SÉRIE D'EXERCICES:
- 1) Dans le passage sur la science et l'action sociale, quel domaine est présenté comme mobilisant peu de monde en Algérie ?
- 2) Résumez en deux phrases le passage sur la science et l'action sociale.
- 3) Rédigez la suite du passage sur la science et l'action sociale, en reprenant après sa dernière phrase.

EXTRAIT DE TEXTE:
▽

Ici, le travail scientifique n'est pas, ou peu, perturbé par l'action sociale et je n'imagine pas des controverses publiques sur le théorème de Gödel ou la fission de l'atome. Quand cela a lieu, par exemple les OGM en Occident aujourd'hui ou la fécondation « in vitro » chez nous, c'est que les effets de l'activité scientifique en question ont « débordé » sur le champ social et « mobilisé » l'attention des citoyens. A contrario, l'écologie mobilise peu de monde en Algérie, alors qu'elle devient un énorme levier de mobilisation en Occident, tandis que les controverses sur l'évolution des espèces ouvertes par Darwin, refroidies ailleurs, continuent d'agir sur les consciences ici. Prenons le cas qui nous intéresse, les mouvements sociaux et leurs relations à l'émeute.
On peut se suffire de la conclusion suivante : c'est l'expression du « ras-le-bol » des citoyens, leurs révoltes contre l'incompétence et le déni de justice des dirigeants, la corruption, pour finir par des « il faut » faire ceci ou cela, changer le P/APC, le P/APW, Le wali, le Président même, etc. Nous sommes ici dans le registre de l'action sociale sans laquelle, bien entendu, il n'y aurait pas de changement social, mais sur ce registre, travaillent aussi les scientifiques, les sociologues donc. Les intérêts des premiers ne coïncident pas avec ceux des seconds : les premiers veulent changer les choses, le plus rapidement possible, ils n'ont pas le temps « de philosopher » comme le dit notre lecteur. Les seconds, en tant que citoyens, sont aussi intéressés par « changer les choses », mais leur métier les contraint à « prendre de la distance » pour observer, analyser, comparer.

△

EXTRAIT DE DONNÉES:
▽

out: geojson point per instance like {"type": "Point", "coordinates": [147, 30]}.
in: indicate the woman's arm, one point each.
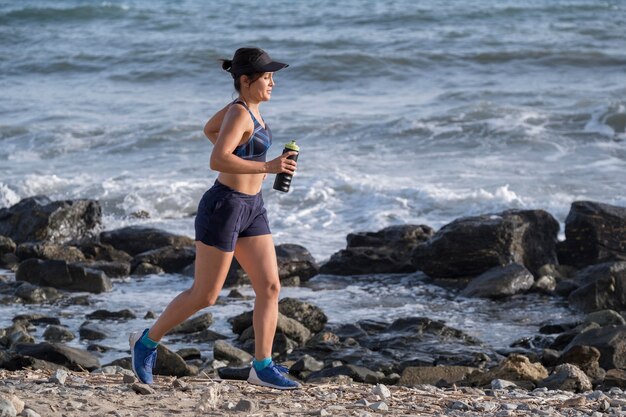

△

CORRIGÉ DES EXERCICES:
- 1) L'écologie.

- 2) Le passage avance que le travail scientifique est peu perturbé par l'action sociale, sauf lorsque ses effets débordent sur le champ social et mobilisent l'attention des citoyens, comme pour les OGM ou la fécondation in vitro. À propos des mouvements sociaux et de l'émeute, il distingue les acteurs de l'action sociale, qui veulent changer les choses au plus vite, des sociologues, que leur métier contraint à prendre de la distance pour observer, analyser et comparer.

- 3)
Ils doivent accumuler des données, des informations, les trier, les classer et proposer non pas des modèles d'action, c'est ce qu'ils feront en tant que militants ou « intellectuels engagés », mais en tant que chercheurs, leur devoir est d'établir des grilles de lecture, des modèles d'analyse qui éclairciront et rendront compréhensible ce fait social. Il y a ici une sorte de conflit d'intérêt, celui de l'action qui guide la mobilisation des gens et celui du savoir et de la vérité qui guide celui des chercheurs et ce conflit est justement la conséquence du chevauchement permanent dans les sciences sociales entre le champ social et le champ sociologique. Chevauchement accentué aujourd'hui par l'existence d'une opinion publique alimentée par des médias nationaux et internationaux que l'ancienne censure d'Etat ne peut plus contrôler.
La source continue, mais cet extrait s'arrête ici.